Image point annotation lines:
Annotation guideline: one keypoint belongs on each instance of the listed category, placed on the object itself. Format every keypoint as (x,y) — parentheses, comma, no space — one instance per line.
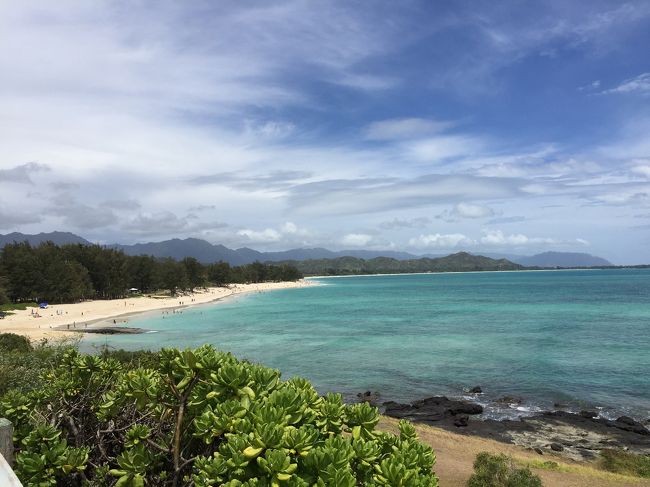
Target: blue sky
(431,127)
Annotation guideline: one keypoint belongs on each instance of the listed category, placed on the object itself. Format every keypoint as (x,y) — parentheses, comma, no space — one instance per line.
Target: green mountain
(459,262)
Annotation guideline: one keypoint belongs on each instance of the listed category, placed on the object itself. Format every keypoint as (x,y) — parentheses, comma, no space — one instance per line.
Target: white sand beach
(53,321)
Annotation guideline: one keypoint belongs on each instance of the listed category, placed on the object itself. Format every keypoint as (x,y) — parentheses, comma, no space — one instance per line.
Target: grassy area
(622,462)
(9,307)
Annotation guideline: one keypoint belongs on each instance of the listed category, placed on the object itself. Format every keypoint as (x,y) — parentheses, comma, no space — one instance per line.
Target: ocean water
(579,338)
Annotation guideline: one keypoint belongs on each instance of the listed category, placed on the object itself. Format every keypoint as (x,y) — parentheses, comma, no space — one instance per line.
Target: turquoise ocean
(578,338)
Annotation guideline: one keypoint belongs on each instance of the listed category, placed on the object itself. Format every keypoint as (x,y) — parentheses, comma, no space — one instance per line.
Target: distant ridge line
(206,252)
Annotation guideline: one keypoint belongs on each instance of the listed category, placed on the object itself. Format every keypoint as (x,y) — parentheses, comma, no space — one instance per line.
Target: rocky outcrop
(433,410)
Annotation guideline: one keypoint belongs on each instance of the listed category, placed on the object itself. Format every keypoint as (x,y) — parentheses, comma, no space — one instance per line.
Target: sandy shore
(455,454)
(56,319)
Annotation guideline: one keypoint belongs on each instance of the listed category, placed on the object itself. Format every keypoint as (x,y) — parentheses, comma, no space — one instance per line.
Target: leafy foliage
(499,471)
(620,461)
(74,272)
(461,261)
(11,342)
(200,417)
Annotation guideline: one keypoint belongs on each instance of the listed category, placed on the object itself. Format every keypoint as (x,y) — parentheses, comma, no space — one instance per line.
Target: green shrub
(10,342)
(204,418)
(623,462)
(499,471)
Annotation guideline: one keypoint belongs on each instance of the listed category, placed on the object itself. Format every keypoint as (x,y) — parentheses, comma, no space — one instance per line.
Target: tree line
(69,273)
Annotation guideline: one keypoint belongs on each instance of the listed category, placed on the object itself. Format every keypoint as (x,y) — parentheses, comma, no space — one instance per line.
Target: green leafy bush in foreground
(499,471)
(201,417)
(626,463)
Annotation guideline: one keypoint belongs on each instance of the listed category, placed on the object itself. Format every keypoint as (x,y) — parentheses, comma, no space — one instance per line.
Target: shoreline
(577,436)
(453,272)
(67,320)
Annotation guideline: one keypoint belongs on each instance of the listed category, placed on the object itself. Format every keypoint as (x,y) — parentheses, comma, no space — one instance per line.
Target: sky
(425,126)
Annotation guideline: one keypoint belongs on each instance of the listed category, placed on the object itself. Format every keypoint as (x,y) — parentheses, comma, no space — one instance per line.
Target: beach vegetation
(70,273)
(626,463)
(10,342)
(458,262)
(197,417)
(500,471)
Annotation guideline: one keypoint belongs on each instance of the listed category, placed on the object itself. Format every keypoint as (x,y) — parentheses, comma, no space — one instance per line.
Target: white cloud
(437,240)
(260,236)
(466,211)
(638,84)
(642,170)
(289,227)
(287,233)
(356,239)
(498,238)
(439,148)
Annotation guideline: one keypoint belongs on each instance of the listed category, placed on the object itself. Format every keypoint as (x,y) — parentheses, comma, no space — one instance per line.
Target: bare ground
(455,456)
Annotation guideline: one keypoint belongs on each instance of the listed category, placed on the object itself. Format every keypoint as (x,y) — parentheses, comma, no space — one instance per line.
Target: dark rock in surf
(461,421)
(588,414)
(371,398)
(432,409)
(628,424)
(510,400)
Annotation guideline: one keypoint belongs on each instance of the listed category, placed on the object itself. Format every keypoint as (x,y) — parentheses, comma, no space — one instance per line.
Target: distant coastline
(467,272)
(60,320)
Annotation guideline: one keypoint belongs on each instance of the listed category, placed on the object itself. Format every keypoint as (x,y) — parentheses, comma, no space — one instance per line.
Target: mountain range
(206,252)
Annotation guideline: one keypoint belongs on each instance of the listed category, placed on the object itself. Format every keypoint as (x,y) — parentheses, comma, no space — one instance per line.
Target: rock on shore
(576,436)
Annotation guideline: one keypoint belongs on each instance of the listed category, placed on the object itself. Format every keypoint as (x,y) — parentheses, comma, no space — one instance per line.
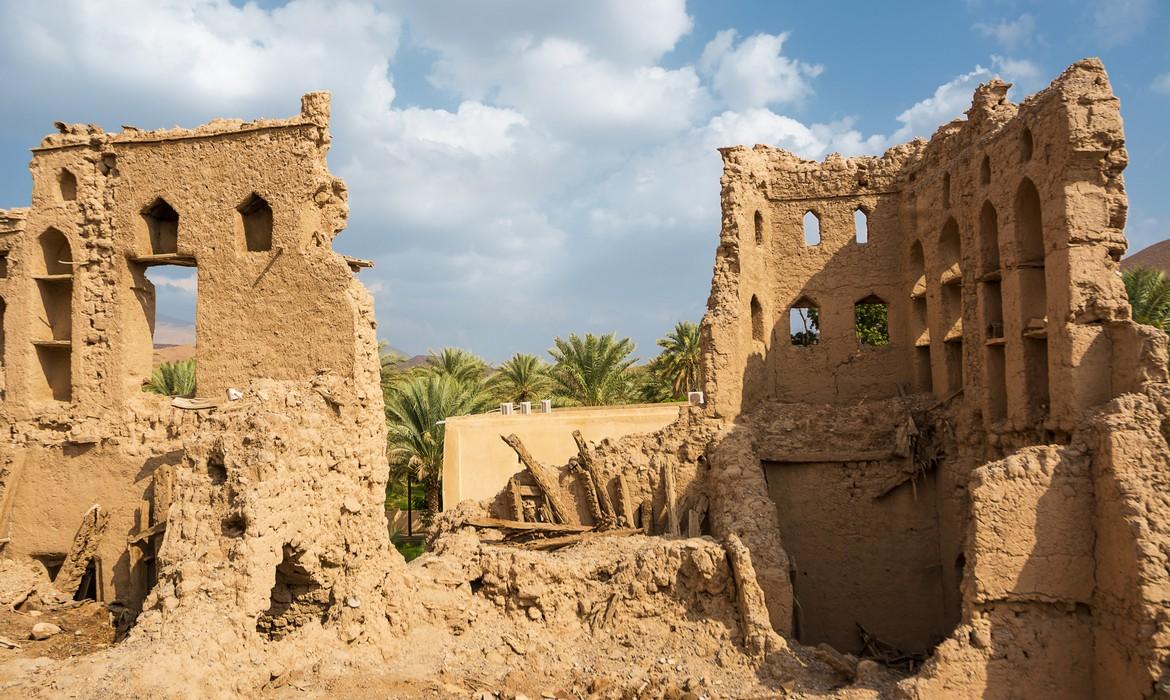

**JOB**
Locate each line above that contains the word "ocean" and copy it out; case matters.

**EXERCISE RESPONSE**
Target: ocean water
Target: turquoise ocean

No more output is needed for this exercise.